Find every line with the string "skin" in the material below and copy it.
--------------------------------
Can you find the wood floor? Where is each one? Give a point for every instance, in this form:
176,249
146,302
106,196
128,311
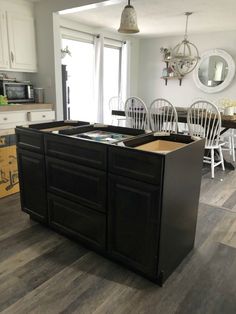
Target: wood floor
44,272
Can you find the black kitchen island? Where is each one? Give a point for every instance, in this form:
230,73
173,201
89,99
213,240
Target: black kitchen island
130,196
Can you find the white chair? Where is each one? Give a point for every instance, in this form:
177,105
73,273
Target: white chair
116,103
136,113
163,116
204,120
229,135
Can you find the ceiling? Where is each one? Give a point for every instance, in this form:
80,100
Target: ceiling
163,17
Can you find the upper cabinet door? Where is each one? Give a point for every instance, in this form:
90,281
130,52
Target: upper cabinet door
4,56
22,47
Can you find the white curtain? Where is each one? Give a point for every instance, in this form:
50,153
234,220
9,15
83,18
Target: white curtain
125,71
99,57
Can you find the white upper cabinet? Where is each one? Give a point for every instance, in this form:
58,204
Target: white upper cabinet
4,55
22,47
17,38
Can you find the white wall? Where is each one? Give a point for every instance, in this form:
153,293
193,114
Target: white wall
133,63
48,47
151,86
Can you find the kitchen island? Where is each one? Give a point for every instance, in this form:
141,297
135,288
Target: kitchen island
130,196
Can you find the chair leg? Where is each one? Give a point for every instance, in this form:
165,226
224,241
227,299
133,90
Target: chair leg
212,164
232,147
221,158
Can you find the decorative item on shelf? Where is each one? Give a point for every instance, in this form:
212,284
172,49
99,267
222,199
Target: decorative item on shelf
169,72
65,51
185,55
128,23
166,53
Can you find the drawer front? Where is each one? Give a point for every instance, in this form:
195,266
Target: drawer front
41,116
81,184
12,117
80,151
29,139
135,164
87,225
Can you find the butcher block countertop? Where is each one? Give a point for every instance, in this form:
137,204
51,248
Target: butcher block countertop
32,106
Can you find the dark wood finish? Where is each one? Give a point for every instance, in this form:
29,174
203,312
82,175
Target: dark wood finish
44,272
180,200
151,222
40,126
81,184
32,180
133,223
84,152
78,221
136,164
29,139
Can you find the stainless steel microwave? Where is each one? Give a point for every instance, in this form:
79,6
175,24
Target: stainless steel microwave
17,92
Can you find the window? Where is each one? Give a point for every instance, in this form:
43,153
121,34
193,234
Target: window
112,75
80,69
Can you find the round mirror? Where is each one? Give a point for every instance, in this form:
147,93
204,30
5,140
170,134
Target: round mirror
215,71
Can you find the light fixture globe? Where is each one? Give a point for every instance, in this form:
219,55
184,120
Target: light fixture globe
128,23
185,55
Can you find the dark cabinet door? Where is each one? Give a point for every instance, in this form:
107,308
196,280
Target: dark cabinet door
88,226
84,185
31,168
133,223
--------------------------------
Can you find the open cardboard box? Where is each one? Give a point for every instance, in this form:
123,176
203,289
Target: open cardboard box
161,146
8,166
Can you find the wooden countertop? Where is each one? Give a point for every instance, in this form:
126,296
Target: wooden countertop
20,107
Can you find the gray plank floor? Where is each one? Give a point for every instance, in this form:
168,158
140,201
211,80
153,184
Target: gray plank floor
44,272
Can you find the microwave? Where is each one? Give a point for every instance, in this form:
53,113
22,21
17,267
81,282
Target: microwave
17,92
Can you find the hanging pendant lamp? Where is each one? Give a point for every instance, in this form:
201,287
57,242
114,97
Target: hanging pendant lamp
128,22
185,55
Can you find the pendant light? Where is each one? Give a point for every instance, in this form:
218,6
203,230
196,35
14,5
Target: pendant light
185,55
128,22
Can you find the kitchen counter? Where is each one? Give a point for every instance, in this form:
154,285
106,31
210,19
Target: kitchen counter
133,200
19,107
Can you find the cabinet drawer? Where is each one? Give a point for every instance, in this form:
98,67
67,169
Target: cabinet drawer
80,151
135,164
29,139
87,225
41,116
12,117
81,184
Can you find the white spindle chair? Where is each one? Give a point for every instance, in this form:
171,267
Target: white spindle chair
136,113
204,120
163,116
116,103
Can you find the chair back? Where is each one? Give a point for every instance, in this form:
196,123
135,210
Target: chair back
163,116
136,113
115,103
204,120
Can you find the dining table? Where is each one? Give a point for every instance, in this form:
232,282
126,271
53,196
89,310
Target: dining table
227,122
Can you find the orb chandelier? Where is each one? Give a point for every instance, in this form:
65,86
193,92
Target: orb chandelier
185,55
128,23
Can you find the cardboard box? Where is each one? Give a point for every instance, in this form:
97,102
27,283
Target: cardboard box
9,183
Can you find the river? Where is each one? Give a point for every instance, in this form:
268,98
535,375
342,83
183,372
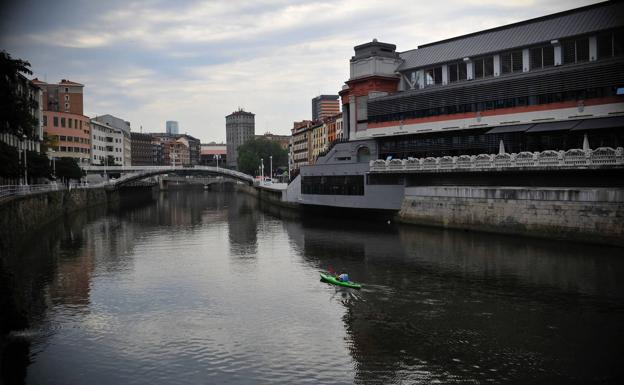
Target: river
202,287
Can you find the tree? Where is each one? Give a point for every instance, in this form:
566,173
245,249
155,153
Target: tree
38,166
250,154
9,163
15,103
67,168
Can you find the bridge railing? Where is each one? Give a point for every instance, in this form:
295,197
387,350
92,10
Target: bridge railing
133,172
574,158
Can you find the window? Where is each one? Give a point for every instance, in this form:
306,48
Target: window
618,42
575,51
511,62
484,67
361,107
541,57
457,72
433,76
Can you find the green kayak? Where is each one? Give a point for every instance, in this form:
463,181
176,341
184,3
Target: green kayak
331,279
--------------------------------
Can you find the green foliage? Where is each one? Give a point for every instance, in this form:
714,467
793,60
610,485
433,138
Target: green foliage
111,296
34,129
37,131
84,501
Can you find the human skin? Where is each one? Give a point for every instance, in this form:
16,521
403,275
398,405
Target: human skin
--------------------------------
SOLUTION TO THE PROBLEM »
Can you find the human skin? Where is each one? Give a point for every instance, in this form:
Target: human skin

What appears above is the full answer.